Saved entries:
--*--

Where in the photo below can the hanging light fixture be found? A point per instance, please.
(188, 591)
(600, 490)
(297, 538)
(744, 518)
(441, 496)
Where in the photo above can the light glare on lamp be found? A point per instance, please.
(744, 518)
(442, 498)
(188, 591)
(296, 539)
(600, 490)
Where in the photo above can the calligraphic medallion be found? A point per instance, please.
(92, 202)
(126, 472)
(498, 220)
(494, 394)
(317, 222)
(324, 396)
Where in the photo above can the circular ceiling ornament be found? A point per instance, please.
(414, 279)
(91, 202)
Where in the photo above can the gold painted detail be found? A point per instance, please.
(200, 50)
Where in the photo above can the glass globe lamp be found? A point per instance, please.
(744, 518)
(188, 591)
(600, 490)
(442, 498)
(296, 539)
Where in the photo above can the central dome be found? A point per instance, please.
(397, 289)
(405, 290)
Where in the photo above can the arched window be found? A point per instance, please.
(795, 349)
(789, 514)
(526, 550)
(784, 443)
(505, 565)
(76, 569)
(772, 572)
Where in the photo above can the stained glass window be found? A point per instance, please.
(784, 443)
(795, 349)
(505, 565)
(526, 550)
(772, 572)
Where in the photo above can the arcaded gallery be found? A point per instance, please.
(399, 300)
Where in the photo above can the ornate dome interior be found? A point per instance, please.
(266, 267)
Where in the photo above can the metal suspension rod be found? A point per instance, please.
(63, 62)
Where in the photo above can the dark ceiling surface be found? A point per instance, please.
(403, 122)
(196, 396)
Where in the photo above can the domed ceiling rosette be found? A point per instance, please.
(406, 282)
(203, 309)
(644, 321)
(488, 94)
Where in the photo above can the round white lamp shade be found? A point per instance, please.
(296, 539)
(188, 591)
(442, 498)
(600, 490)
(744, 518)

--*--

What you need to do: Print the data above exactly.

Your response:
Where in the photo below can the hanging light fixture be found? A point per instance, please.
(188, 591)
(600, 490)
(297, 538)
(744, 518)
(441, 496)
Where in the photo above can the light glare on lamp be found? A point per instance, please.
(744, 518)
(442, 498)
(188, 591)
(296, 539)
(600, 490)
Where in the photo above can the calligraphic medallion be found? A point per instance, please.
(92, 202)
(126, 472)
(498, 220)
(494, 394)
(317, 222)
(324, 396)
Where in the photo above can the circular ceiling ornament be found? A point per instance, please.
(414, 279)
(91, 202)
Where in the photo above can the gold painted detail be found? A point per instance, please.
(200, 50)
Where in the photo above can the glass globe lamp be found? A point per instance, please.
(744, 518)
(188, 591)
(600, 490)
(442, 498)
(296, 539)
Where in the photo above can the central dome be found? A point per instance, please.
(397, 289)
(405, 290)
Where in the photo above can the arched window be found? A point per instance, please.
(795, 349)
(789, 514)
(526, 550)
(784, 443)
(505, 565)
(76, 569)
(772, 572)
Where in the photo above can the stained glass window be found? A point per instance, please.
(784, 443)
(795, 349)
(505, 565)
(526, 550)
(772, 572)
Where in the photo above can the arcaded gallery be found? A point per instance, please.
(399, 300)
Where in the photo above can the ornate dome interior be found? A point per instance, please.
(266, 267)
Where in the photo above can the metal suspension rod be found? A point per instance, please.
(63, 62)
Where in the photo above can the dark ceiling surface be found? A point per instance, please.
(403, 122)
(196, 396)
Where in the photo above can the domed ceiling rosette be found? A point per instance, please.
(406, 282)
(203, 309)
(644, 321)
(488, 94)
Where in the photo above can the round white lamp shade be found? A point per instance, please.
(296, 539)
(188, 591)
(442, 498)
(600, 490)
(744, 518)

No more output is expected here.